= Instructions to follow =
Turn the material below into a numbered list, one line per item, and drop any blank lines.

= Record extracts =
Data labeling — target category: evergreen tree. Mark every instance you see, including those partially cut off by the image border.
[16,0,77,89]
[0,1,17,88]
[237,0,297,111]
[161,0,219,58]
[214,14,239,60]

= Complete response =
1. Data labeling — target category: evergreen tree. Mark every instance you see, including those partially cut off by the image border.
2. [16,0,77,89]
3. [0,1,17,88]
4. [237,0,297,111]
5. [161,0,219,58]
6. [214,14,239,60]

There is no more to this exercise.